▶ [WHAT TO WORK ON]:
Output only the stretch of the listing that starts at the line containing "Can you find the plaid" and ends at the line containing "Can you find the patterned", reproduced exactly with both ends.

▶ [DATASET ENTRIES]:
·····
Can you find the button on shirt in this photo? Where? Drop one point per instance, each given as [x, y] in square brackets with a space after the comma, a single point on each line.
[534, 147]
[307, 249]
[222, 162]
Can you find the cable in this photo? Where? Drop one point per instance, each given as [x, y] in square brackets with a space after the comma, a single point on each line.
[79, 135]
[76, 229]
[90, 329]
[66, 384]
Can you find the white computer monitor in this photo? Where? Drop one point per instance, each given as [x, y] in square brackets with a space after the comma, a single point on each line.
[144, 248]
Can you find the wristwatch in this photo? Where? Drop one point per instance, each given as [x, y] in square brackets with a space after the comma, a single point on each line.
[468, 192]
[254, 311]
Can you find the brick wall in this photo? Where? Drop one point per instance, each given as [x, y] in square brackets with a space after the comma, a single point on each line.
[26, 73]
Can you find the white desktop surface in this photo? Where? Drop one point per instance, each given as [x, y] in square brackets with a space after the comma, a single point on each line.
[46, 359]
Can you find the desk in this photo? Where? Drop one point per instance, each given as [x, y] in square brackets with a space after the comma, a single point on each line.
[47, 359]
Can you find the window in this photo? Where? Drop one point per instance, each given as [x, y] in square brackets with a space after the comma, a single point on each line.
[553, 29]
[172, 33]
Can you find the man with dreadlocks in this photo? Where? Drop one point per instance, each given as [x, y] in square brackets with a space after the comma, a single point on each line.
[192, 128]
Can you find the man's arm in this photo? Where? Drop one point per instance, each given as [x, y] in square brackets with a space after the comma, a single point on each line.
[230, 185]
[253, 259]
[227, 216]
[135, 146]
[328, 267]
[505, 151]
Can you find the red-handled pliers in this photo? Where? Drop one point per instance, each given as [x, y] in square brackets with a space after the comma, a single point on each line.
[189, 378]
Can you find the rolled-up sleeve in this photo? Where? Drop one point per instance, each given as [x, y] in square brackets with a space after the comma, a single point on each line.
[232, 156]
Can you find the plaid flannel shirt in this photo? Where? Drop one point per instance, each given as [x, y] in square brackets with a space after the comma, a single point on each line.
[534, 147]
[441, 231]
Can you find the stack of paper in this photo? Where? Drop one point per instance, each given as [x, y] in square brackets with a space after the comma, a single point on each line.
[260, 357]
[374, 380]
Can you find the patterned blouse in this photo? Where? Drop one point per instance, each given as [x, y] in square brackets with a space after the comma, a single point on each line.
·····
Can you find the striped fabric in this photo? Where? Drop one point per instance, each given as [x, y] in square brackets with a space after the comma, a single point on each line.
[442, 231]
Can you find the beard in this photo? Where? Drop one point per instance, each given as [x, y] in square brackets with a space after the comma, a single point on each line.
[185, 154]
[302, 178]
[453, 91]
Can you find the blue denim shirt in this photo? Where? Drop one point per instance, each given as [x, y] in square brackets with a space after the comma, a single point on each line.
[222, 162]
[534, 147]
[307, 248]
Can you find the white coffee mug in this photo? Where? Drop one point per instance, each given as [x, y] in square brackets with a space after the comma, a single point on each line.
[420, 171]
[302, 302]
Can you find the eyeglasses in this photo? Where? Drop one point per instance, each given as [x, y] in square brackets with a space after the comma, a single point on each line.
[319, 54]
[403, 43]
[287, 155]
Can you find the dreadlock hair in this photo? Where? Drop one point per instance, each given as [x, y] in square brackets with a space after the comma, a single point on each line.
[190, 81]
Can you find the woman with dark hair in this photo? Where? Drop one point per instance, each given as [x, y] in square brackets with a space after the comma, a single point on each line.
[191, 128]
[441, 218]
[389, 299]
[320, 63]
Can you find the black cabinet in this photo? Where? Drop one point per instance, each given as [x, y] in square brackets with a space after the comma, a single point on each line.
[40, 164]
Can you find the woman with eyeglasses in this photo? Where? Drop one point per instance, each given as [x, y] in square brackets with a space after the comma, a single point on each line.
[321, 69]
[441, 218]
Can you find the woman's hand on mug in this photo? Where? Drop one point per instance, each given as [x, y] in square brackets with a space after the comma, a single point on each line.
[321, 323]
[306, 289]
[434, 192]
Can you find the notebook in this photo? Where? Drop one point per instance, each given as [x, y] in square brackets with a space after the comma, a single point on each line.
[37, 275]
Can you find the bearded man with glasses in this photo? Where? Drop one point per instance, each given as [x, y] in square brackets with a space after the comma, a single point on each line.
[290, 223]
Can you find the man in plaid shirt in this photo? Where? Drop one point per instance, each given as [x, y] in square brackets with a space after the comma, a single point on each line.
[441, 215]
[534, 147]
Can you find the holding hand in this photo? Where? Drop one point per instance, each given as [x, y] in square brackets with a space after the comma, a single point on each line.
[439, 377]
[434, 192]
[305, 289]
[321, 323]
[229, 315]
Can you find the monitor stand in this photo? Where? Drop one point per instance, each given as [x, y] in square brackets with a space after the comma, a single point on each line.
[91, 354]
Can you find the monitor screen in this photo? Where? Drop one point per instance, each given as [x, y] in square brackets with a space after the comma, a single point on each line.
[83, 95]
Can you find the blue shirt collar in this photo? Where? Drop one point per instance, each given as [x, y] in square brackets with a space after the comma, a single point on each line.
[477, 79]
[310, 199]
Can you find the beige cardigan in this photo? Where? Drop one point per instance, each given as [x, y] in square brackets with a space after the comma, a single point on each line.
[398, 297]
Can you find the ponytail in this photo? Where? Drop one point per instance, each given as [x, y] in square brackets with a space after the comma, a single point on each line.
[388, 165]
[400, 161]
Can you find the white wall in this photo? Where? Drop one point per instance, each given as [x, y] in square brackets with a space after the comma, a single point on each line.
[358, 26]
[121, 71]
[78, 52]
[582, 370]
·····
▶ [REPLY]:
Can you find the plaid flannel shirt in this photo? Where? Drop one point per instance, each given as [x, y] in square brackets with a space after the comma, a single point on each line.
[534, 147]
[441, 231]
Can you find the stack of paper in this photo? Where? Drop one point per instance, each given as [x, y] in square brackets with a space after the comma, a single point on each line.
[260, 357]
[374, 380]
Can you find the patterned blouse in this photo? Where? Drop one point per instance, each given as [x, y] in square brackets with a space after the comma, a single point on each line.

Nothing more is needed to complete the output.